[Referring expression pointing data]
--- START ---

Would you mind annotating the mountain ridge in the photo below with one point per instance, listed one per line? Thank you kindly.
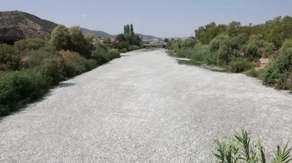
(25, 25)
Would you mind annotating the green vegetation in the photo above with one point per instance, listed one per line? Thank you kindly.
(128, 41)
(241, 149)
(30, 67)
(239, 49)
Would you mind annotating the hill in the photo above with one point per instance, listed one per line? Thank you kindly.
(17, 23)
(22, 24)
(97, 33)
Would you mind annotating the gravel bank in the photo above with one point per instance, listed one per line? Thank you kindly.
(144, 107)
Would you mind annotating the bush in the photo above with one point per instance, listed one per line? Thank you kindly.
(215, 43)
(239, 65)
(124, 50)
(75, 64)
(52, 69)
(253, 73)
(133, 47)
(30, 44)
(240, 148)
(17, 88)
(9, 60)
(104, 56)
(278, 72)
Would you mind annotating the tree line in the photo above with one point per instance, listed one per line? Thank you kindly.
(239, 49)
(127, 41)
(30, 67)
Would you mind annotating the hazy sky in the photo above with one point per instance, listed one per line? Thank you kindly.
(163, 18)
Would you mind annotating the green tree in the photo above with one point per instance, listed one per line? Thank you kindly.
(233, 28)
(89, 37)
(78, 42)
(132, 29)
(60, 38)
(107, 40)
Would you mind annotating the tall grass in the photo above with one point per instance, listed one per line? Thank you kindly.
(240, 148)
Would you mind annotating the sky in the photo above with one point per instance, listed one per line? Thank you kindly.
(161, 18)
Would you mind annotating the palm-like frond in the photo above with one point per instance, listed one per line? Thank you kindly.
(282, 156)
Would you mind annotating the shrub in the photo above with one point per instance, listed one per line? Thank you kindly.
(253, 73)
(35, 58)
(189, 43)
(20, 87)
(256, 47)
(133, 47)
(241, 148)
(278, 72)
(286, 45)
(52, 69)
(30, 44)
(124, 50)
(75, 64)
(240, 65)
(104, 56)
(8, 58)
(215, 43)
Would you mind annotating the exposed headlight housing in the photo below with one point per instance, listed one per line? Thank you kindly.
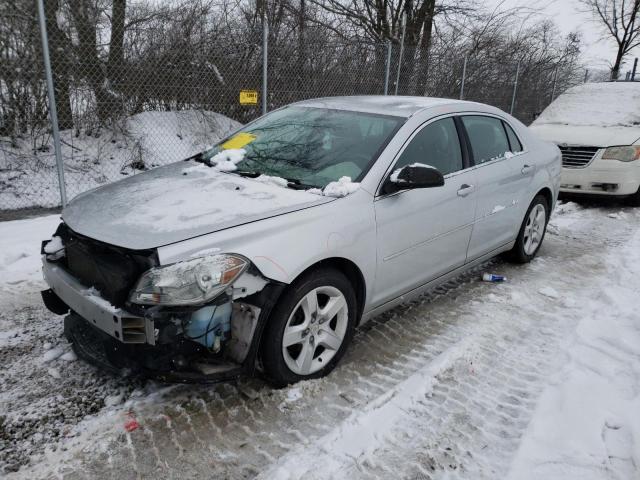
(192, 282)
(623, 154)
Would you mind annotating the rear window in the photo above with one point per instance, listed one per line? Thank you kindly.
(487, 136)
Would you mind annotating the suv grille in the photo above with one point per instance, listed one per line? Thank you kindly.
(577, 157)
(113, 271)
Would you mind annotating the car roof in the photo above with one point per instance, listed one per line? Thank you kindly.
(399, 106)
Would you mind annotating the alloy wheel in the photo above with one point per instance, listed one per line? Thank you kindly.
(534, 229)
(315, 330)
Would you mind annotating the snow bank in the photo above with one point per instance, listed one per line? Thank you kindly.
(587, 421)
(596, 104)
(360, 434)
(20, 265)
(28, 178)
(54, 245)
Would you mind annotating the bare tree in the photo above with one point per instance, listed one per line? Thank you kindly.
(619, 19)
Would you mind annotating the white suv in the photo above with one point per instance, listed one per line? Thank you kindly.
(597, 127)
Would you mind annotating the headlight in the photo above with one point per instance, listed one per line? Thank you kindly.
(192, 282)
(624, 154)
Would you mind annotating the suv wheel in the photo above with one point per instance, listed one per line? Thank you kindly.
(310, 329)
(532, 231)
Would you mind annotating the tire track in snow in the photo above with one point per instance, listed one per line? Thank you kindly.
(469, 424)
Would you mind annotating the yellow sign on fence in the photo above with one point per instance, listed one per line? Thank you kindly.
(248, 97)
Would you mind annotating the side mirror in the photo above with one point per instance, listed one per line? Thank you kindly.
(412, 176)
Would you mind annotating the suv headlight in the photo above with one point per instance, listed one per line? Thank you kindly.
(192, 282)
(623, 154)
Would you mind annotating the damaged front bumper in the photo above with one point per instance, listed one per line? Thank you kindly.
(154, 342)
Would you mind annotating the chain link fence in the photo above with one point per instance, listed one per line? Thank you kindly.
(174, 94)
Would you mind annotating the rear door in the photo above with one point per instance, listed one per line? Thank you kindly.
(501, 178)
(424, 233)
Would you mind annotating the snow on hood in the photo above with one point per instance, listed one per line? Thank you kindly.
(597, 104)
(590, 136)
(176, 202)
(343, 187)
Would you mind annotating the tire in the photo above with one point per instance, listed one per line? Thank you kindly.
(526, 247)
(315, 342)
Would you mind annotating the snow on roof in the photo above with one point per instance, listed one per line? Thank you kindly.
(599, 104)
(401, 106)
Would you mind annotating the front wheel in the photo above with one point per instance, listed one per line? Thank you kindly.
(310, 328)
(532, 231)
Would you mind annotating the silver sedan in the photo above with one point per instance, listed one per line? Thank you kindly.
(268, 250)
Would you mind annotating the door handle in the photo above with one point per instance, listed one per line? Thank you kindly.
(465, 190)
(526, 169)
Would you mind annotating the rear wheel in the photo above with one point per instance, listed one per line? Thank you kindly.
(310, 329)
(532, 231)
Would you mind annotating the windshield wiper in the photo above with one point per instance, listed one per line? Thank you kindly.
(247, 173)
(296, 184)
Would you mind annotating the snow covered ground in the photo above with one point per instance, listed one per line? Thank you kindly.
(28, 175)
(535, 378)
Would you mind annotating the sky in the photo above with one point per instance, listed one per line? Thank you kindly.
(598, 51)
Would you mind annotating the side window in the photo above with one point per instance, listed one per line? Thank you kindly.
(437, 145)
(487, 136)
(514, 142)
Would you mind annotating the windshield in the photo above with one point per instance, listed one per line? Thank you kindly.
(596, 104)
(310, 146)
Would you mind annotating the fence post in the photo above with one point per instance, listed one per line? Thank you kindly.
(53, 112)
(387, 68)
(515, 90)
(404, 24)
(265, 61)
(464, 77)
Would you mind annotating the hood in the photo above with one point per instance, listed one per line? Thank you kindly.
(586, 135)
(177, 202)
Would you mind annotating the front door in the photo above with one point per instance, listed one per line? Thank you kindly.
(424, 233)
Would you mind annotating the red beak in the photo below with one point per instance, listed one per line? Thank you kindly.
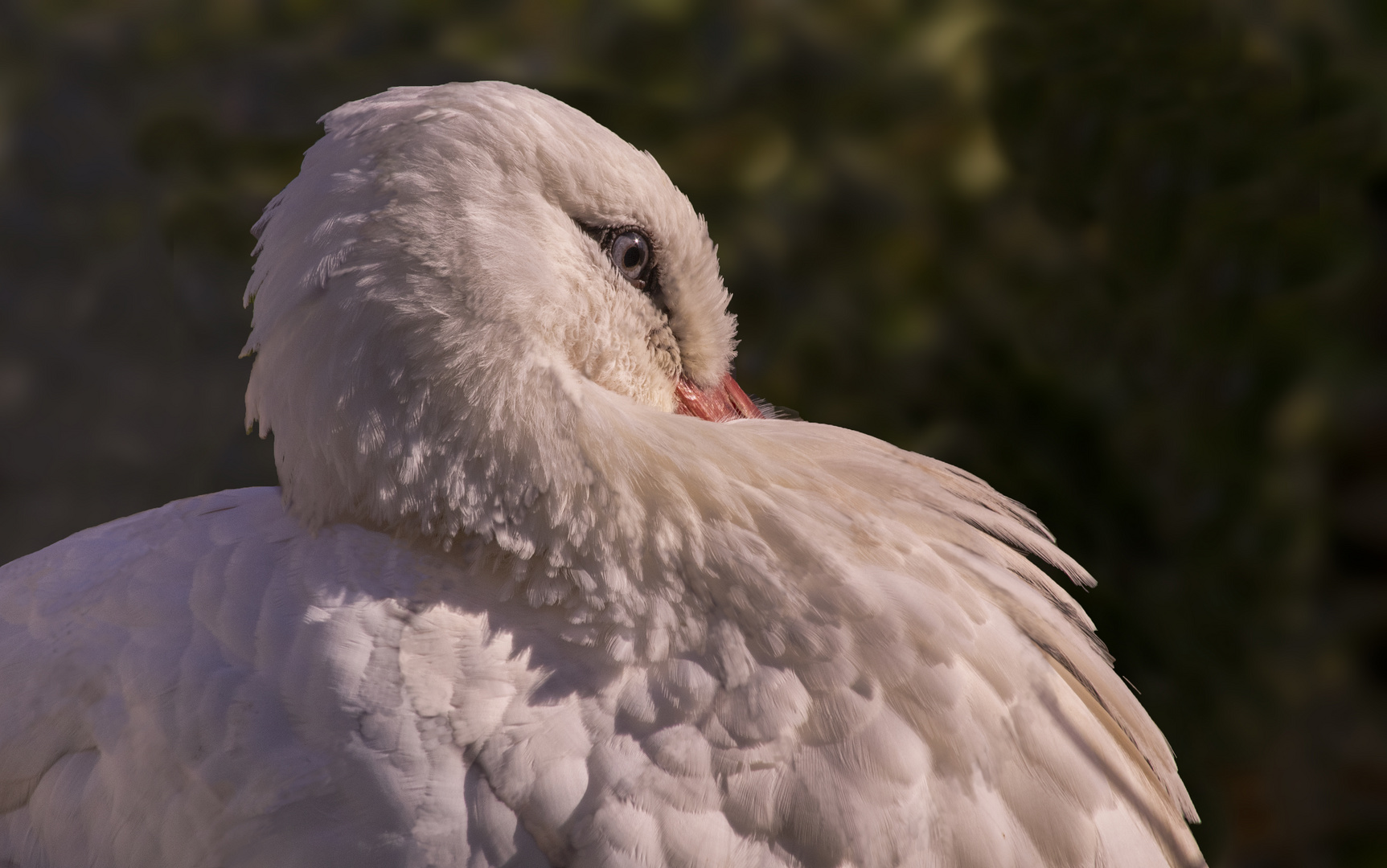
(723, 403)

--- END ---

§ How to complete this task
Give back the records above word for word, minus any image they hold.

§ Response
Would you mind annotating the mountain ridge in the photo below with one point per instance, listed one per line? Thank you kindly.
(25, 25)
Would you mind annotating the green vegetation in the photo above with one point per instance, listed one per line? Thank you kindly.
(128, 41)
(241, 149)
(30, 67)
(239, 49)
Would you mind annotating the hill in the photo above with one point per instance, listed one per line? Thank you kindly.
(17, 23)
(22, 24)
(97, 33)
Would you mind annotating the gravel bank in the photo above with one point per instance, listed one per line? Thank you kindly.
(144, 107)
Would you mind annotating the bush in the photo above with one point per instance, listed one per line? Thank you kindly.
(215, 43)
(239, 65)
(124, 50)
(75, 64)
(52, 69)
(253, 73)
(133, 47)
(30, 44)
(240, 148)
(17, 88)
(9, 60)
(104, 56)
(278, 72)
Would you mind annotating the tree line in the photo above with one point per instance, listed one per line? Thank you kindly.
(239, 49)
(127, 41)
(30, 67)
Would you mind annotating the hazy sky in the photo above with one point per instance, listed one per line? Thank you kindly.
(163, 18)
Would you mind annotating the green tree in the photo above with one point per instance, listed one per line? Thank you kindly.
(233, 28)
(89, 37)
(78, 42)
(132, 29)
(60, 38)
(107, 40)
Would you mind annotating the tall grass in the photo above with one point per instance, listed one per line? Thank you kindly.
(240, 148)
Would you mind annotating the sky in the photo above with one point per instance, listed one per line? Thank you kindly.
(161, 18)
Would you mind annotating the palm-like frond in the photo above with one point per instance, listed one per line? Thank you kindly.
(282, 156)
Would you mind annotating the shrub in the photo above with one point per instance, listed one per line? Thank you kindly.
(253, 73)
(35, 58)
(189, 43)
(20, 87)
(256, 47)
(133, 47)
(241, 148)
(278, 72)
(286, 45)
(52, 69)
(30, 44)
(124, 50)
(75, 64)
(240, 65)
(104, 56)
(8, 58)
(215, 43)
Would you mind annotating the exposed headlight housing in the photo below with one point per instance, listed one per line? Thank you kindly.
(192, 282)
(623, 154)
Would you mind annotating the rear window in the photo above with one point per instance, listed one per line? Thank you kindly.
(487, 136)
Would you mind annotating the suv grille in the photo above with one point per instance, listed one per line? Thank you kindly.
(577, 157)
(113, 271)
Would you mind annotating the car roof in the photo above with one point per instance, listed one per line? Thank you kindly.
(399, 106)
Would you mind annotating the alloy wheel in the photo above with one point per instance, listed one per line? Thank you kindly.
(534, 229)
(315, 330)
Would you mind annotating the snow bank in the photo above with one point per instance, listed one per line? Thank you kindly.
(587, 421)
(596, 104)
(360, 434)
(20, 265)
(28, 178)
(54, 245)
Would you mind annotating the bare tree in the photo above with one point per instance, listed one per line? Thank you kindly.
(619, 19)
Would you mind annotating the white suv in the photo above with one point per instance, listed one per line? Thank you kindly.
(597, 127)
Would you mind annotating the headlight in the photo above with one point per instance, listed one per line? Thank you kindly.
(192, 282)
(624, 154)
Would you mind annotating the suv wheel in the photo above with one point per instance, listed one per line? Thank you kindly.
(310, 329)
(532, 231)
Would you mind annotating the tire track in snow in the photo above with one point per instance, listed one per line? Thank you kindly.
(469, 424)
Would you mind annotating the yellow sign on fence in the photo above with one point per instance, listed one per line? Thank you kindly.
(248, 97)
Would you mind annotating the side mirror in the photo above with one point per instance, listed one per line? Thank you kindly.
(412, 176)
Would you mind annotating the suv headlight in the photo above with one point per instance, listed one per line? Thank you kindly.
(192, 282)
(623, 154)
Would you mind annotating the damaged front bumper in the photo above with one point per instance, listed one per line? Thank you kindly.
(154, 342)
Would you mind annotating the chain link fence in the photo above with one point per instance, listed one per line? Thank you kindly.
(174, 94)
Would you mind annotating the rear door in the photo above with one point per instance, listed one per line? Thank you kindly.
(501, 178)
(424, 233)
Would you mind annotating the snow on hood in the photo above with one point per instance, listed one per line? Thank you kindly.
(597, 104)
(590, 136)
(176, 202)
(343, 187)
Would you mind annotating the tire in the photo above with one point per instance, listed one per line? Thank you kindly.
(526, 247)
(315, 342)
Would you mind annotating the snow on roof in the photo above with one point per instance, listed one per line? Thank you kindly.
(599, 104)
(401, 106)
Would you mind annotating the front wheel in the photo above with one point per instance, listed one per line? Thank you kindly.
(310, 328)
(532, 231)
Would you mind annotating the silver sedan in the photo above with one point per instance, listed one per line? Thank you kindly.
(268, 250)
Would you mind annotating the door handle in the photo above with one point per instance, listed one per line? Thank you kindly.
(465, 190)
(526, 169)
Would you mind annotating the rear wheel in the photo above with one point per instance, listed one per line? Thank you kindly.
(310, 329)
(532, 231)
Would you mind annotating the windshield wiper in the photo above with one point per instance, listed one per line? Thank you kindly.
(247, 173)
(296, 184)
Would you mind annotating the snow covered ground in the photo above with one point per instance, listed one per line? Thank you kindly.
(28, 175)
(535, 378)
Would you mind annotating the sky in the photo above with one point per instance, listed one per line? Thank you kindly.
(598, 51)
Would you mind annotating the side window in the photo above with one point per instance, listed one per line? Thank you kindly.
(437, 145)
(487, 136)
(514, 142)
Would you mind annotating the windshield in the photo above with one point per instance, listed one per line? Thank you kindly.
(596, 104)
(310, 146)
Would you mind annotating the fence post in the photo above with one point per instance, listed one per line? Thank you kindly.
(53, 112)
(387, 68)
(515, 90)
(404, 24)
(265, 61)
(464, 77)
Would you mind annotating the hood in the photo above with one point per instance, listed one per line? Thank you kindly.
(586, 135)
(177, 202)
Would you mind annotating the front door in the photo above with one point per instance, listed one per line? Thank you kindly.
(424, 233)
Would you mind annotating the red beak in the photo below with one point per instance, listed one per line? Thank you kindly.
(723, 403)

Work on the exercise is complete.